◆ **Material**:
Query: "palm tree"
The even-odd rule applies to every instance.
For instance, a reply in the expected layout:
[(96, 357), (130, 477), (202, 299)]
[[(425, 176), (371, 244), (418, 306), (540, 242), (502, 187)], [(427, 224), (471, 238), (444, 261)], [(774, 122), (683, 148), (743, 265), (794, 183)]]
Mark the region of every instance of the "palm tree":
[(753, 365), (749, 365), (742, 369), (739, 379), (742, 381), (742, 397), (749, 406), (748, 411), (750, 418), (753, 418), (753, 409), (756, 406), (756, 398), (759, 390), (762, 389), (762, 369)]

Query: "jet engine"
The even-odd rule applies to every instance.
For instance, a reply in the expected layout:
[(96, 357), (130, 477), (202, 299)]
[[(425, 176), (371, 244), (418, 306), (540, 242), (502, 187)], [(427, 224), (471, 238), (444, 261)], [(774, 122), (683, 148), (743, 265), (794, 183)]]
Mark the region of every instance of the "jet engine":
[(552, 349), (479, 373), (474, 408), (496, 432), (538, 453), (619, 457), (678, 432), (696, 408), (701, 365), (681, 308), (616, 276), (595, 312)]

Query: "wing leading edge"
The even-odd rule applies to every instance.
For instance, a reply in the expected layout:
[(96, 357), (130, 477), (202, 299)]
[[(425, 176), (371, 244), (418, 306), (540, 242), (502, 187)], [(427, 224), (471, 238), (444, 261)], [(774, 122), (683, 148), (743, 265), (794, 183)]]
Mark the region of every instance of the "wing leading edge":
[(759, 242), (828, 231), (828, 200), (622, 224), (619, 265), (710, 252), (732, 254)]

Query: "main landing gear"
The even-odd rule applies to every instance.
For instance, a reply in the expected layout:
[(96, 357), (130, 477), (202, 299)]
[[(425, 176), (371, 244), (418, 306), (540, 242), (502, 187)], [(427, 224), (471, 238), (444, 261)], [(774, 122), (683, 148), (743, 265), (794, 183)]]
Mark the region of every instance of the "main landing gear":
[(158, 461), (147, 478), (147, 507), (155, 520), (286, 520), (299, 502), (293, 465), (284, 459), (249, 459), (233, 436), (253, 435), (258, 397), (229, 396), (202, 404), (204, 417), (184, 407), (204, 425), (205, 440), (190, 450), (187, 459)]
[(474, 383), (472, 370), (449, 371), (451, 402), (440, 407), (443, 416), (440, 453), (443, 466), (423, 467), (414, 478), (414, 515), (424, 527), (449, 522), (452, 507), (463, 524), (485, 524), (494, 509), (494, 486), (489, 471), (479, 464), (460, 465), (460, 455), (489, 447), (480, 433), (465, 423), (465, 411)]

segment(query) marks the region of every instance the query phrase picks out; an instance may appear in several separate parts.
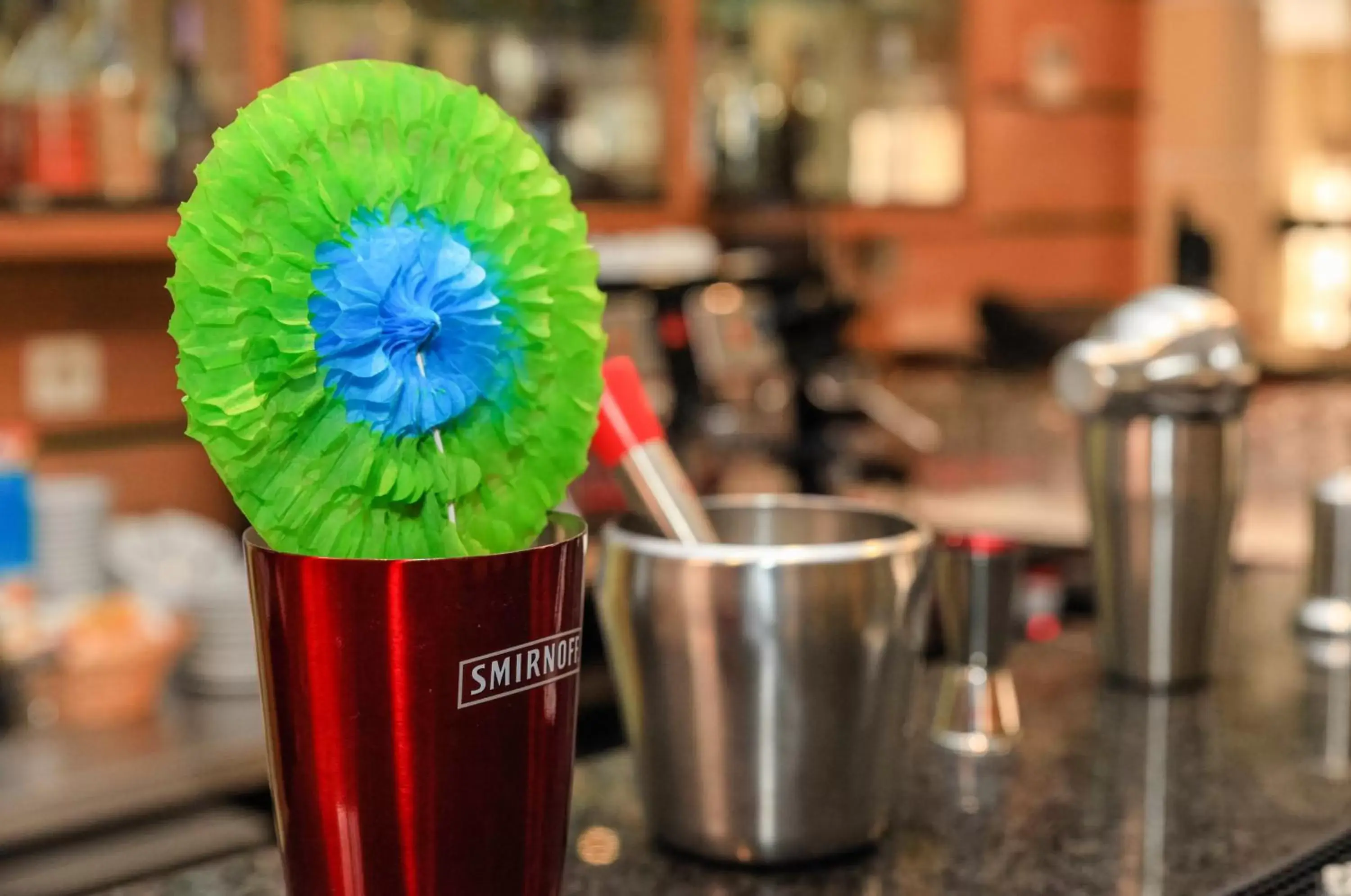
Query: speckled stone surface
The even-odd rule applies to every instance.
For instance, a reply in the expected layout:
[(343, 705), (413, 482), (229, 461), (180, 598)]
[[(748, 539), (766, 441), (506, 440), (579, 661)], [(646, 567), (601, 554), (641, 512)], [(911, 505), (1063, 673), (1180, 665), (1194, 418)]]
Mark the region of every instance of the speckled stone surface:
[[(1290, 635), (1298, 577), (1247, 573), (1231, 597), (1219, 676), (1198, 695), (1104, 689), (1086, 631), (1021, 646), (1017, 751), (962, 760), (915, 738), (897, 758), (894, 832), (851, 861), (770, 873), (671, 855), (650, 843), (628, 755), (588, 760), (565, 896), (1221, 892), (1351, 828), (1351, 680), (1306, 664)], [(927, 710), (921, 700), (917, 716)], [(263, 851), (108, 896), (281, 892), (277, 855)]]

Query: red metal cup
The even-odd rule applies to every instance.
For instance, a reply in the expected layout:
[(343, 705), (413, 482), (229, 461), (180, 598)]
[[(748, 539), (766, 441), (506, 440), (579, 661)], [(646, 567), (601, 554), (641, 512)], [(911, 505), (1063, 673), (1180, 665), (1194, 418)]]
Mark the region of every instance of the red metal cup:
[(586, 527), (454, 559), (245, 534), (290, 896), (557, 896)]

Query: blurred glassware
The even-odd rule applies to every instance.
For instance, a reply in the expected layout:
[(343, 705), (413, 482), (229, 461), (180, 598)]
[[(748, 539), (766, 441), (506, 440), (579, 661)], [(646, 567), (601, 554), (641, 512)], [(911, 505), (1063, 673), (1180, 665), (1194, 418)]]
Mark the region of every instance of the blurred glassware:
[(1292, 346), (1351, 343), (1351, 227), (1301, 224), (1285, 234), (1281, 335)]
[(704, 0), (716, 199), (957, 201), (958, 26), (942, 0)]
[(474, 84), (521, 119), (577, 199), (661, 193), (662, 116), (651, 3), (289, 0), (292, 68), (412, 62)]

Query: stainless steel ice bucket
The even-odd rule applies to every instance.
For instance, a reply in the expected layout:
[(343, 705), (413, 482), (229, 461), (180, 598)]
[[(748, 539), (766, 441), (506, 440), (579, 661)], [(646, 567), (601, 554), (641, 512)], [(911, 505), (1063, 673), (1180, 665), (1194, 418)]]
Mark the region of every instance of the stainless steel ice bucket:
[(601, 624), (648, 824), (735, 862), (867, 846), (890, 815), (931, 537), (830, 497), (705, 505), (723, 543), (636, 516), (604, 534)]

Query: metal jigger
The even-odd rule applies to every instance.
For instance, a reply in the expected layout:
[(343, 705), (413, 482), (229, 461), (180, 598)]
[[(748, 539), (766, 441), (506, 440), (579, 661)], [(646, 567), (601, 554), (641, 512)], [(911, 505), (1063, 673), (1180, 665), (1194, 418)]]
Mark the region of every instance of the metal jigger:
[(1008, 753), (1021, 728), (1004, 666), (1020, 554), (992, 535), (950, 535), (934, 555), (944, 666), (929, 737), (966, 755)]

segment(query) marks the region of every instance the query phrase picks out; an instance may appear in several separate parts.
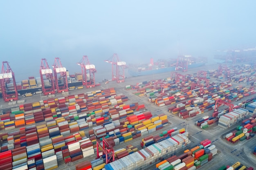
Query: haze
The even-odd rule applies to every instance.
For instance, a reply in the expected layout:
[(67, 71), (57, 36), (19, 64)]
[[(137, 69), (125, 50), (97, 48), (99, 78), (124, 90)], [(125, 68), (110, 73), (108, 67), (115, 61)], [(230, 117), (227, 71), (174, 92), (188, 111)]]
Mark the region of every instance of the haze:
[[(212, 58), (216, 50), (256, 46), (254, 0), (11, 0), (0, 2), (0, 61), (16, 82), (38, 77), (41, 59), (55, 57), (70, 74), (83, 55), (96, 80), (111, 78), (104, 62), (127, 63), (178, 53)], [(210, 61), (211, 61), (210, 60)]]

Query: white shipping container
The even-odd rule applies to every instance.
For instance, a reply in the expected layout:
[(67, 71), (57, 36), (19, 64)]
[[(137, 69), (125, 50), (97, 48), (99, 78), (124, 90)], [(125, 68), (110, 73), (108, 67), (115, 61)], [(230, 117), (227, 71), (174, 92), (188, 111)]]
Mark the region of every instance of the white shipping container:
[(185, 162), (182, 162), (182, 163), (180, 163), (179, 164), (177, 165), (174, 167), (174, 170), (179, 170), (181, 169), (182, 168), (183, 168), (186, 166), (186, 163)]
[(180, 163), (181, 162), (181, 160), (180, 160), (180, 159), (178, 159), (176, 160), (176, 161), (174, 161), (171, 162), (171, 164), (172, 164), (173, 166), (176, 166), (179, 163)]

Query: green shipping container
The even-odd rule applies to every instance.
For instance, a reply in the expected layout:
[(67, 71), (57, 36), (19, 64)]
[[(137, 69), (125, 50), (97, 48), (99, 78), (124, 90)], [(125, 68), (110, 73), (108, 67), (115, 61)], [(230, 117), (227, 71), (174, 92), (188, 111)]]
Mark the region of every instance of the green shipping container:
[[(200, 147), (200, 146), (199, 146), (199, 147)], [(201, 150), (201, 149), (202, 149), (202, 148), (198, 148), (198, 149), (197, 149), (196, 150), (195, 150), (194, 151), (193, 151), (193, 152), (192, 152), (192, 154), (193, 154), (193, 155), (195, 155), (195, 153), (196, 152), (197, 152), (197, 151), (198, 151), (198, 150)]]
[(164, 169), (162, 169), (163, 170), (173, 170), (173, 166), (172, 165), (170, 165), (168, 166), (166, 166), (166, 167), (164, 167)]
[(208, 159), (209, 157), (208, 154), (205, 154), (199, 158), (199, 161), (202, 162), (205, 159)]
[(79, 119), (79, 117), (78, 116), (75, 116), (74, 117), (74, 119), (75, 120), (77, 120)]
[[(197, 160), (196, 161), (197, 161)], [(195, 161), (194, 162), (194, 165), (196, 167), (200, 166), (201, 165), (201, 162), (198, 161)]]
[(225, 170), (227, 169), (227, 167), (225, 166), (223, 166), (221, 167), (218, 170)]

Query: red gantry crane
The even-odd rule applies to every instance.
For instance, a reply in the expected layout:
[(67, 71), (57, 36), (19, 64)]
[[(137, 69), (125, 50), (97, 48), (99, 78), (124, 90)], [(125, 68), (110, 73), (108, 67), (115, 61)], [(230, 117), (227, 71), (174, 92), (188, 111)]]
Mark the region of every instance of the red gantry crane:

◆ **What is expected**:
Reproduce the rows from the line with "Query: green shipping container" through the end of the rows, swapping "expected layout" for "required format" and leaving everything else unchanged.

◆ **Task output**:
Query: green shipping container
The even-odd rule applies to every instance.
For instance, a reply in the required format:
[(67, 71), (57, 36), (19, 64)]
[[(137, 69), (125, 50), (97, 48), (99, 78), (124, 90)], [(125, 68), (110, 73), (108, 67), (115, 61)], [(230, 117), (227, 71), (174, 92), (188, 111)]]
Mark the region of every instance of the green shipping container:
[[(200, 147), (200, 146), (199, 146), (199, 147)], [(201, 150), (201, 149), (202, 149), (202, 148), (198, 148), (198, 149), (197, 149), (196, 150), (195, 150), (194, 151), (193, 151), (193, 152), (192, 152), (192, 154), (193, 154), (193, 155), (195, 155), (195, 153), (196, 152), (197, 152), (197, 151), (198, 151), (198, 150)]]
[(164, 169), (162, 169), (163, 170), (173, 170), (173, 166), (172, 165), (170, 165), (168, 166), (166, 166), (166, 167), (164, 167)]
[(208, 159), (209, 157), (208, 154), (205, 154), (199, 158), (199, 161), (202, 162), (205, 159)]
[(79, 119), (79, 117), (78, 116), (75, 116), (74, 117), (74, 119), (75, 120), (77, 120)]
[[(197, 160), (196, 161), (197, 161)], [(195, 161), (194, 162), (194, 165), (196, 167), (200, 166), (201, 165), (201, 162), (198, 161)]]
[(225, 170), (227, 169), (227, 167), (225, 166), (223, 166), (221, 167), (218, 170)]

Query: red gantry crane
The even-odd rule applies to every instance.
For instance, a reply in the required format:
[(67, 71), (57, 36), (19, 64)]
[[(137, 69), (125, 50), (97, 48), (99, 78), (124, 90)], [(125, 68), (110, 73), (108, 67), (115, 61)], [(230, 117), (227, 71), (174, 92), (188, 111)]]
Mark the region of every instance of the red gantry crane:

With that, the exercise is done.